• Exercise prompt:
The lines needed are those below that contain the word "sedan"; copy each one.

(Collection entries)

____________________

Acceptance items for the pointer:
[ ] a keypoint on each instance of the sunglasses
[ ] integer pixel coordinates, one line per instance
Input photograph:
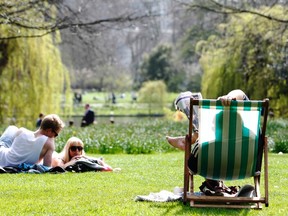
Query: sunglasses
(74, 148)
(56, 134)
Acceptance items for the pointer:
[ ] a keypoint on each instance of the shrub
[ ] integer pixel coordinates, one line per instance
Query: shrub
(278, 137)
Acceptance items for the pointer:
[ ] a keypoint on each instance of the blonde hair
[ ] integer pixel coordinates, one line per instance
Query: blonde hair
(65, 156)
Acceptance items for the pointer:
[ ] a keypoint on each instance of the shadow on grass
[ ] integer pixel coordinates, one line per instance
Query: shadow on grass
(178, 208)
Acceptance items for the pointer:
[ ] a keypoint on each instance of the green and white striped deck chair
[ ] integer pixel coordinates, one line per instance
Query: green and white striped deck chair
(231, 145)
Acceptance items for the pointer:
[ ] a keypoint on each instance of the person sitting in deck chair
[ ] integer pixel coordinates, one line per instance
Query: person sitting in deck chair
(179, 142)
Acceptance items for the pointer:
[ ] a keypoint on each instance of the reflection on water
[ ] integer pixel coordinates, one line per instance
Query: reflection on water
(115, 119)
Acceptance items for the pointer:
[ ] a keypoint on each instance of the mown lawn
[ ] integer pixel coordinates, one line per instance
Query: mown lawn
(113, 193)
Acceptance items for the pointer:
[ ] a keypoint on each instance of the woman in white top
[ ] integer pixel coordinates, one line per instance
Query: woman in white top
(20, 145)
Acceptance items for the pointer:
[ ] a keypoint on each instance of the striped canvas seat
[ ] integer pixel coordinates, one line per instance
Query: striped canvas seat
(231, 145)
(228, 139)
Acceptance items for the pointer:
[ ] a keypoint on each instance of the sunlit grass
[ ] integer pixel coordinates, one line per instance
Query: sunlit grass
(113, 193)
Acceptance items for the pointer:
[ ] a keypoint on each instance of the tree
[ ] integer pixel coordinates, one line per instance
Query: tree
(32, 76)
(249, 53)
(159, 65)
(153, 93)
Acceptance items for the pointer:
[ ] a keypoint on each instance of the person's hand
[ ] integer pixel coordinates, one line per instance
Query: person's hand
(226, 100)
(77, 157)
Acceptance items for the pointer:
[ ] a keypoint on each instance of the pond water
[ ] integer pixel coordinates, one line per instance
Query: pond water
(114, 119)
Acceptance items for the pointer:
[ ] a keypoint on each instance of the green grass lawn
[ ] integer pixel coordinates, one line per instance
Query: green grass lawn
(113, 193)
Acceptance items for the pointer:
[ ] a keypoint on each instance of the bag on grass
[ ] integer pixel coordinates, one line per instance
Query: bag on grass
(85, 165)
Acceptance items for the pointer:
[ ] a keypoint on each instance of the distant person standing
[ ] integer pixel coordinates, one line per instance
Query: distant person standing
(39, 120)
(88, 117)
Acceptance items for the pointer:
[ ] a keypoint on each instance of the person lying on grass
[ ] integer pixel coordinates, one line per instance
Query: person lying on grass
(72, 152)
(20, 145)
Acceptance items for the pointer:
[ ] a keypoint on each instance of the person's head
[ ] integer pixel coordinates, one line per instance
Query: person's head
(73, 147)
(51, 125)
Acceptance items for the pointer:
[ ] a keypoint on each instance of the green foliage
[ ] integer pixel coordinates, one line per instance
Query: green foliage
(249, 53)
(153, 93)
(113, 193)
(278, 137)
(159, 65)
(32, 78)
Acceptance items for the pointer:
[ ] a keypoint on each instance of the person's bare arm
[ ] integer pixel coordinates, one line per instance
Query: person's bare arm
(232, 95)
(47, 152)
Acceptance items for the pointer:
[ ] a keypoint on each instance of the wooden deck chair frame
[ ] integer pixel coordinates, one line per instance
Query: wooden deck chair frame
(197, 200)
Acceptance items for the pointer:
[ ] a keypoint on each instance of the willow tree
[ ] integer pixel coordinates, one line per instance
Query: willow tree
(32, 77)
(251, 54)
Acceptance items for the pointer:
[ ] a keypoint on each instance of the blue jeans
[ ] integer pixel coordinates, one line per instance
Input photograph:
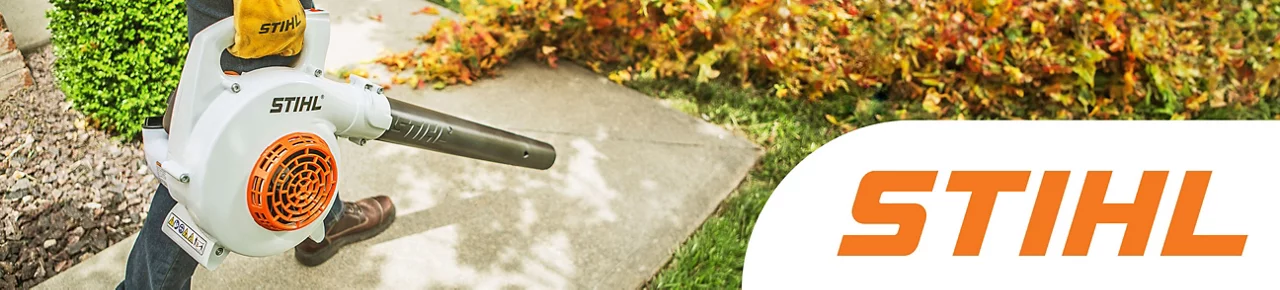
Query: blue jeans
(155, 261)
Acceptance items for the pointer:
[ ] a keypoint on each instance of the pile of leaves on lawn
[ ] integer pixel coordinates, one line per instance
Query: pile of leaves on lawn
(951, 59)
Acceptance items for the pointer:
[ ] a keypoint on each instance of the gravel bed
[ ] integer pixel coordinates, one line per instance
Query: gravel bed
(67, 190)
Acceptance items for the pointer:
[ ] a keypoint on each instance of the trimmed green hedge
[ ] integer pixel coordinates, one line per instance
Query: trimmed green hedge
(118, 60)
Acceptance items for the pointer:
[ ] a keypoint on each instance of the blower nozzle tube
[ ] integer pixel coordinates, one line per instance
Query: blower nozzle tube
(426, 129)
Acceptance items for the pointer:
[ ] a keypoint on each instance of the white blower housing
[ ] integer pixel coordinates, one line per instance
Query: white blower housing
(252, 159)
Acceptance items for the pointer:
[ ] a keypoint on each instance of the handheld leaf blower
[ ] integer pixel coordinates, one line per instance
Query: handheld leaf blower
(252, 159)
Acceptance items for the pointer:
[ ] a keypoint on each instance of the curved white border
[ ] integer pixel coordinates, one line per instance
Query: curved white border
(795, 240)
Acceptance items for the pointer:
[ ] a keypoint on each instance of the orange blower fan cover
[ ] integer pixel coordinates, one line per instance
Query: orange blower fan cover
(292, 183)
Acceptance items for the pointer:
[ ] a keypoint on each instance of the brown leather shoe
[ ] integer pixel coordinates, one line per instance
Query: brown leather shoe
(360, 220)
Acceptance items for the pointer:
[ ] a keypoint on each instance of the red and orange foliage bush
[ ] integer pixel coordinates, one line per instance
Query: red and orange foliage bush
(955, 59)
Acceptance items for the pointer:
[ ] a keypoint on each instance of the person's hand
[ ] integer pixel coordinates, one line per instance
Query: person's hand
(268, 27)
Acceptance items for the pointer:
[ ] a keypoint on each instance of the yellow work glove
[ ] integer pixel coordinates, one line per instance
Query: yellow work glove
(268, 27)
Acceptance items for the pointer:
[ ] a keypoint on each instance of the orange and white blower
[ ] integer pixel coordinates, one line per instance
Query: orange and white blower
(252, 159)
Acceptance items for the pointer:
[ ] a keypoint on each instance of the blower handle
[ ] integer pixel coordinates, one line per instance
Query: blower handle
(202, 77)
(428, 129)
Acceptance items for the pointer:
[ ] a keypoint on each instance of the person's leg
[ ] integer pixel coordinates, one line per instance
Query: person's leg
(156, 262)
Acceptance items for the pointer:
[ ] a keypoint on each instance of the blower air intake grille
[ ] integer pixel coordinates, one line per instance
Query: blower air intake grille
(292, 183)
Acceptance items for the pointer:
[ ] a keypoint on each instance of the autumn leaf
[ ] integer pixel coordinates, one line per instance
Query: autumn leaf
(428, 10)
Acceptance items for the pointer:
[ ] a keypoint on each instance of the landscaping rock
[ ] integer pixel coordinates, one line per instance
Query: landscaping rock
(67, 192)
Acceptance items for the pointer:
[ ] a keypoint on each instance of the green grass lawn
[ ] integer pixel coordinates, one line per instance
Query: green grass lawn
(789, 130)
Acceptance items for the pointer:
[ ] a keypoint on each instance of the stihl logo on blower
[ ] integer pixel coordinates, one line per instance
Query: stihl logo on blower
(259, 182)
(295, 104)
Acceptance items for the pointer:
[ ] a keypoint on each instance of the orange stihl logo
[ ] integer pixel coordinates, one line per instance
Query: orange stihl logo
(1091, 211)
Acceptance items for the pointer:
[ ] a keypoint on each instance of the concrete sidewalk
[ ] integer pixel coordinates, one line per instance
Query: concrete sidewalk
(632, 180)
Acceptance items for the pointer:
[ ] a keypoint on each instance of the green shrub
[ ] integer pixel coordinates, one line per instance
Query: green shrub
(118, 60)
(956, 59)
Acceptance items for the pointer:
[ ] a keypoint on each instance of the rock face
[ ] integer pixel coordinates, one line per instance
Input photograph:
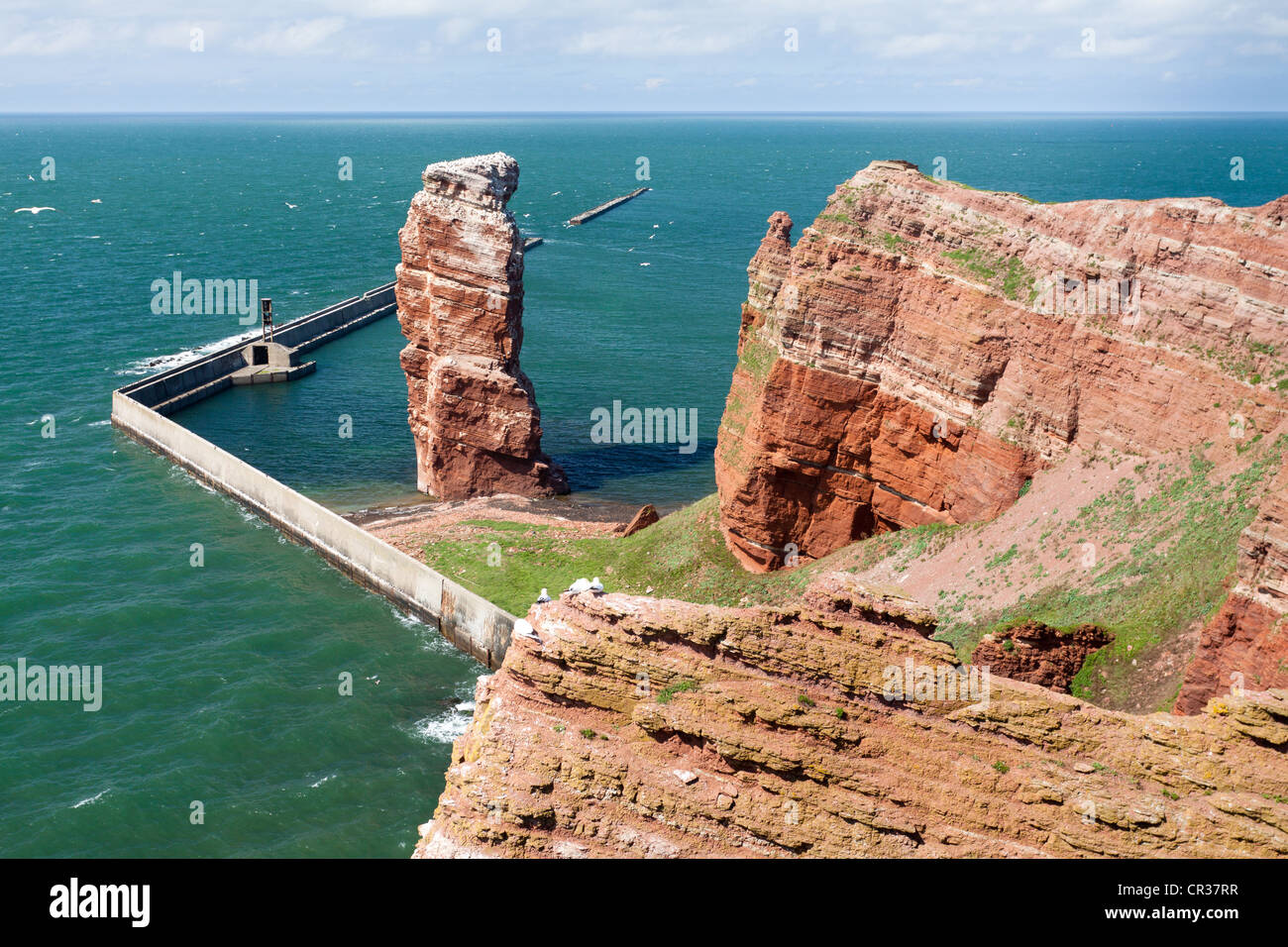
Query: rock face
(1038, 654)
(472, 410)
(925, 347)
(644, 518)
(642, 727)
(1245, 644)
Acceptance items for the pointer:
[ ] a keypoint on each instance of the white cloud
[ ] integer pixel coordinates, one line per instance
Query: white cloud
(926, 44)
(301, 38)
(53, 38)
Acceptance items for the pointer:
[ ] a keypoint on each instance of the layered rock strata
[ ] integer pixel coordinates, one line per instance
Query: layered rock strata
(642, 727)
(1245, 644)
(1038, 654)
(925, 347)
(472, 410)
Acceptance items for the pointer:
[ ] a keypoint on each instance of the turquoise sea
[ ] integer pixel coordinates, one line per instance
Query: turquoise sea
(220, 682)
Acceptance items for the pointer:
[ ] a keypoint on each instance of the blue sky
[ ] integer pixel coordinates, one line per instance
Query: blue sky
(516, 55)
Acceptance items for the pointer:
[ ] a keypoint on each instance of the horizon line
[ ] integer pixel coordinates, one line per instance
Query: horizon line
(635, 112)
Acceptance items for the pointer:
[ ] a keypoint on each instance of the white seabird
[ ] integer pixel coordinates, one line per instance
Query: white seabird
(523, 629)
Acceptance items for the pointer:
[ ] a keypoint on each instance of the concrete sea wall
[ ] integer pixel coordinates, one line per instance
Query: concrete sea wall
(465, 618)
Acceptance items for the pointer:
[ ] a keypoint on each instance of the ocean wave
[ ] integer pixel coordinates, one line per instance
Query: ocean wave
(443, 728)
(91, 799)
(158, 364)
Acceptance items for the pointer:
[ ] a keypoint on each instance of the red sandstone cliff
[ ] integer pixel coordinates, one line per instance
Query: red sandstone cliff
(1245, 644)
(642, 727)
(897, 367)
(472, 410)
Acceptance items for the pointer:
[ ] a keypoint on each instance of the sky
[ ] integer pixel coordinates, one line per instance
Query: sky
(541, 55)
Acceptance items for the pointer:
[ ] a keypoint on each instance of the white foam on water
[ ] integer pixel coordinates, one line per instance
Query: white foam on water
(155, 365)
(443, 728)
(91, 799)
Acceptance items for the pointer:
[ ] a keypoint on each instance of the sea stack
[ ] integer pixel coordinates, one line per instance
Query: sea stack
(472, 410)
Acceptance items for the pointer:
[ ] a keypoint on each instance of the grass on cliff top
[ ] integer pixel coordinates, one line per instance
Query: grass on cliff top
(1183, 543)
(683, 556)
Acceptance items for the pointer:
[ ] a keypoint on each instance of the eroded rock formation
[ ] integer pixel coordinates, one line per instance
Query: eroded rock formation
(1038, 654)
(925, 347)
(472, 410)
(1245, 644)
(642, 727)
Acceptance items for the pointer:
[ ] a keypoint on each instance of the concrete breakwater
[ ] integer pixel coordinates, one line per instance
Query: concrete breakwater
(469, 621)
(606, 206)
(168, 390)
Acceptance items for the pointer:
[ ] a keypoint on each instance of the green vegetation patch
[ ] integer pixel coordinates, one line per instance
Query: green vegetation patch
(1183, 544)
(1008, 274)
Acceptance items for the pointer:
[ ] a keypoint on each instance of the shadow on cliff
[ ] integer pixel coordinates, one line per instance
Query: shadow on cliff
(592, 467)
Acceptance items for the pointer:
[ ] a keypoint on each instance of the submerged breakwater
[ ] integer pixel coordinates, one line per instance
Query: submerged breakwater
(467, 620)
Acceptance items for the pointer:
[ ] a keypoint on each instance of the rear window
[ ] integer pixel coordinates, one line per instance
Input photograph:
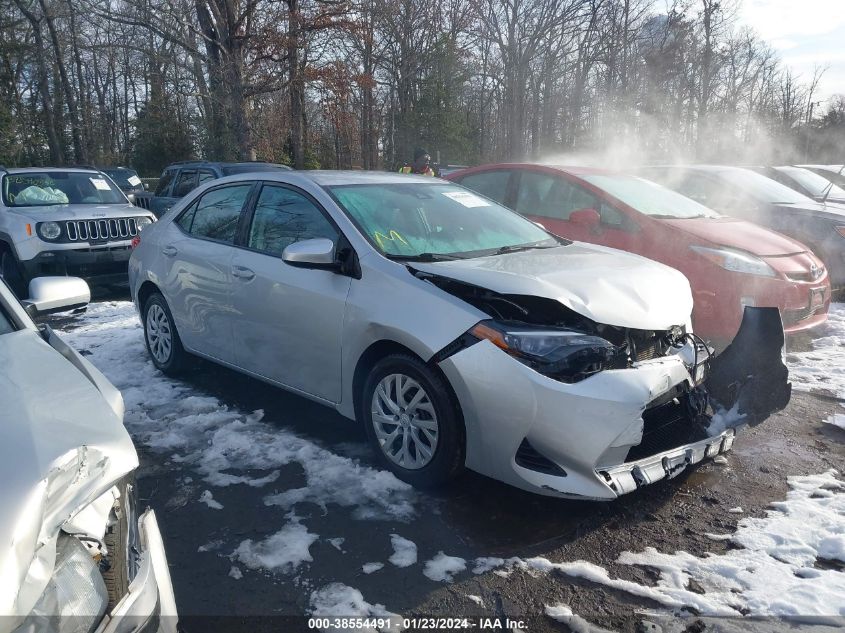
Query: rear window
(53, 188)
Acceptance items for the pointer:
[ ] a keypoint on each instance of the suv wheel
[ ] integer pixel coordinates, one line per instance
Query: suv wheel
(162, 339)
(11, 272)
(412, 421)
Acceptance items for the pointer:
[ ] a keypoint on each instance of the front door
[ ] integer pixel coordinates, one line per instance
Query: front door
(289, 319)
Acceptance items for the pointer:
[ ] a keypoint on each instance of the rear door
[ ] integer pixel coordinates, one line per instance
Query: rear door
(289, 319)
(196, 269)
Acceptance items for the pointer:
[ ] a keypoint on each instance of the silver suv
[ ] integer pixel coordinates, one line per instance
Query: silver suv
(61, 221)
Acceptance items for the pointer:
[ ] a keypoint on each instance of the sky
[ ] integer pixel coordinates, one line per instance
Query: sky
(806, 33)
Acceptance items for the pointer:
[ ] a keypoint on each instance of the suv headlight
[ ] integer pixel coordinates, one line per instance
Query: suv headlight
(49, 230)
(564, 355)
(736, 261)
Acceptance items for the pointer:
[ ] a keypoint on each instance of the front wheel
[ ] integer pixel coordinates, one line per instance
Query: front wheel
(413, 422)
(162, 339)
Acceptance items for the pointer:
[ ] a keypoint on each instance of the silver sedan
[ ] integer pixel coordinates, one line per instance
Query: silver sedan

____________________

• Answer section:
[ ] a keypoint on each instance of the silver sedan
Query: silver sedan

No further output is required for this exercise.